[Dataset entries]

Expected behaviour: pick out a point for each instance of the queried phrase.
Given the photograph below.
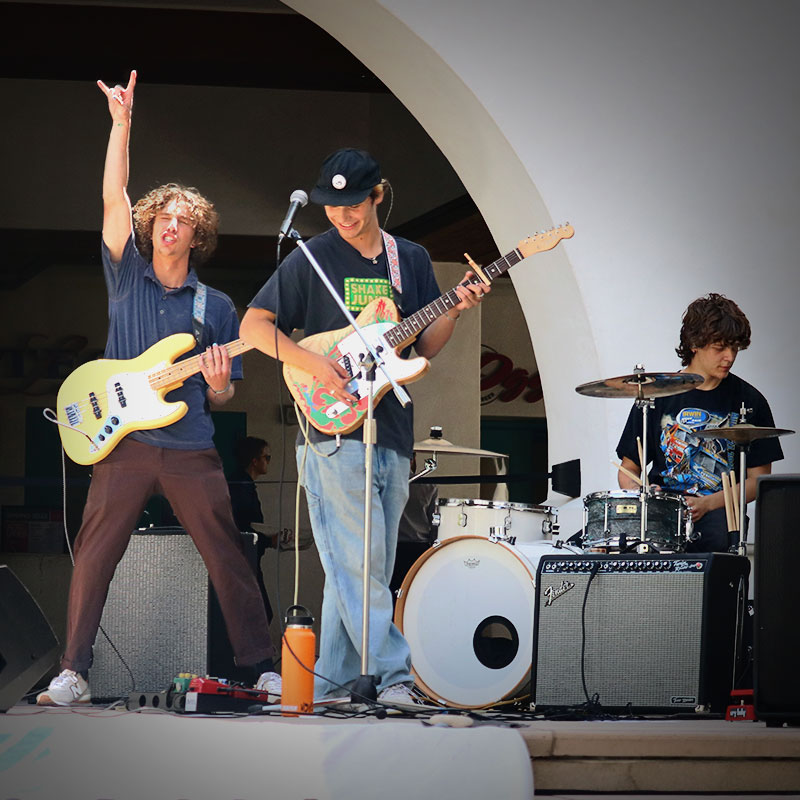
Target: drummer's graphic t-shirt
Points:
(685, 463)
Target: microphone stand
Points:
(364, 686)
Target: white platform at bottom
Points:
(84, 753)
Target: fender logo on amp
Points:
(552, 593)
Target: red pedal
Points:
(743, 710)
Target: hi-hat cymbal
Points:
(741, 433)
(443, 446)
(642, 384)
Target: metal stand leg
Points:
(364, 688)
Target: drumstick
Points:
(641, 460)
(735, 497)
(726, 493)
(628, 473)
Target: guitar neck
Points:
(409, 328)
(177, 373)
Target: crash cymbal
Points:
(642, 384)
(440, 446)
(742, 433)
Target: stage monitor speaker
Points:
(776, 595)
(162, 618)
(28, 646)
(649, 633)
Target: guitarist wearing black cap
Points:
(364, 264)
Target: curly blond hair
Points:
(201, 211)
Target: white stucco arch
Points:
(663, 132)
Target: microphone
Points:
(297, 200)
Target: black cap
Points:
(347, 177)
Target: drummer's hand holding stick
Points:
(726, 493)
(734, 497)
(633, 476)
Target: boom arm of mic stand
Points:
(400, 392)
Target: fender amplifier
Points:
(647, 633)
(777, 600)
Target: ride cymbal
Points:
(741, 433)
(642, 384)
(443, 446)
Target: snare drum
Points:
(609, 515)
(466, 610)
(509, 522)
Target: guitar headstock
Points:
(545, 240)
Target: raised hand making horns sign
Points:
(120, 101)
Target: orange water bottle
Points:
(298, 653)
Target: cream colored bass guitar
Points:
(102, 401)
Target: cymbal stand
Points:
(644, 403)
(741, 546)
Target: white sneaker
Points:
(271, 683)
(397, 693)
(65, 689)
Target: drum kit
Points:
(663, 519)
(466, 606)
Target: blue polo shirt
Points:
(141, 312)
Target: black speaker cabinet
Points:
(649, 633)
(776, 594)
(28, 646)
(162, 618)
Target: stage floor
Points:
(96, 753)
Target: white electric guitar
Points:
(383, 329)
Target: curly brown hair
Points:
(204, 219)
(712, 319)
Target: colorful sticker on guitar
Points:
(360, 292)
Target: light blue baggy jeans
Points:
(335, 490)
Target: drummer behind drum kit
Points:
(467, 605)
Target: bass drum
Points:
(466, 610)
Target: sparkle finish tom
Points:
(608, 516)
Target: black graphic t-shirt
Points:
(684, 463)
(300, 300)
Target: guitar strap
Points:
(199, 313)
(393, 261)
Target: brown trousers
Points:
(194, 484)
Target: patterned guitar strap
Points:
(393, 262)
(199, 313)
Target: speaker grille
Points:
(777, 598)
(156, 615)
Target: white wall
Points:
(665, 132)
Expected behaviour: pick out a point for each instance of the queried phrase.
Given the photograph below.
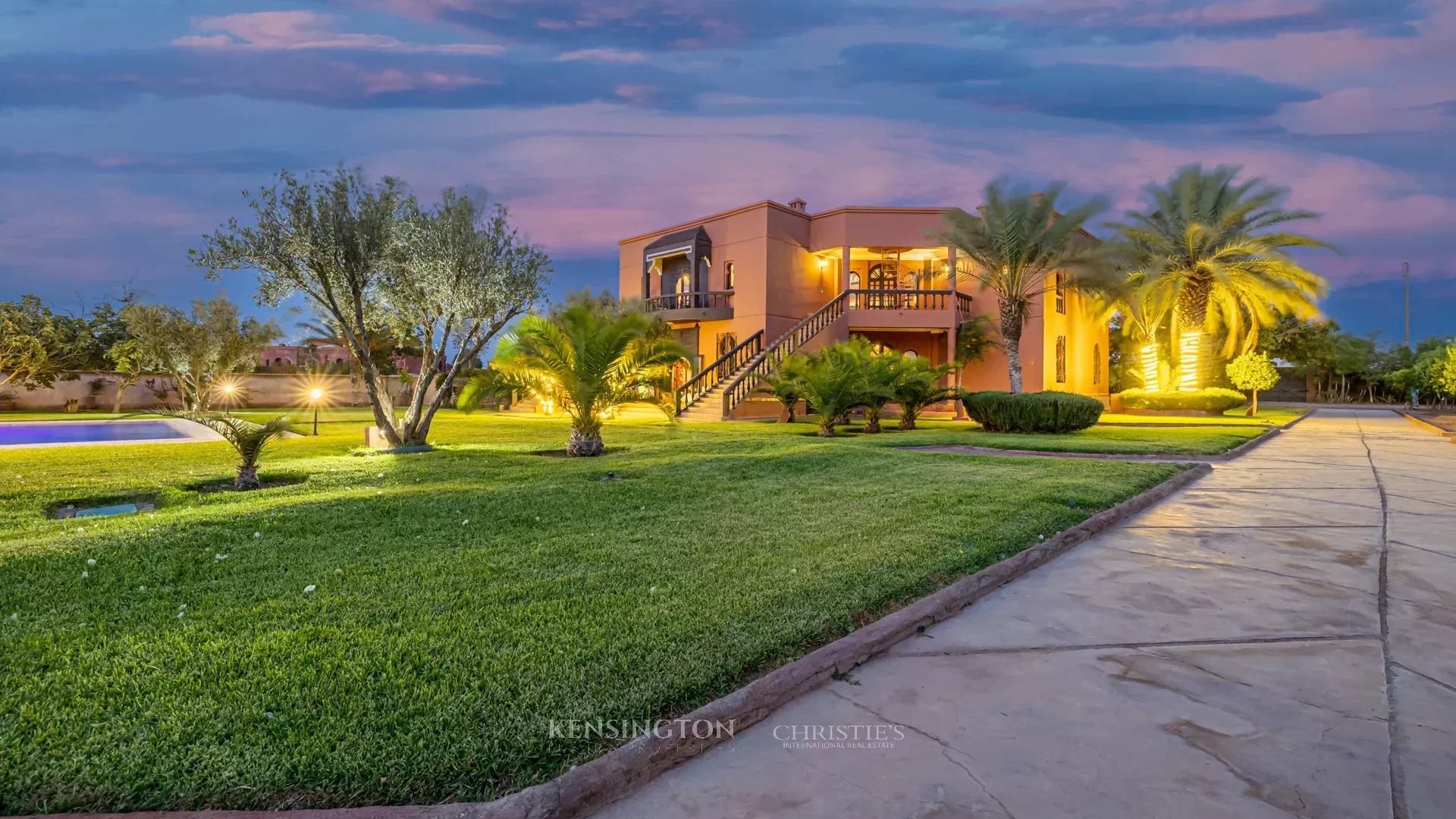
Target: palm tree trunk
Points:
(246, 479)
(871, 420)
(584, 442)
(908, 417)
(1012, 315)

_HOW TO COMPLETE THIS TASK_:
Search the entries for the word "drummer" and show every line that has it.

_ANSWER TO THIS TASK_:
Target: drummer's graphic t-shirt
Target: drummer's hand holding stick
Target: drummer behind drum kit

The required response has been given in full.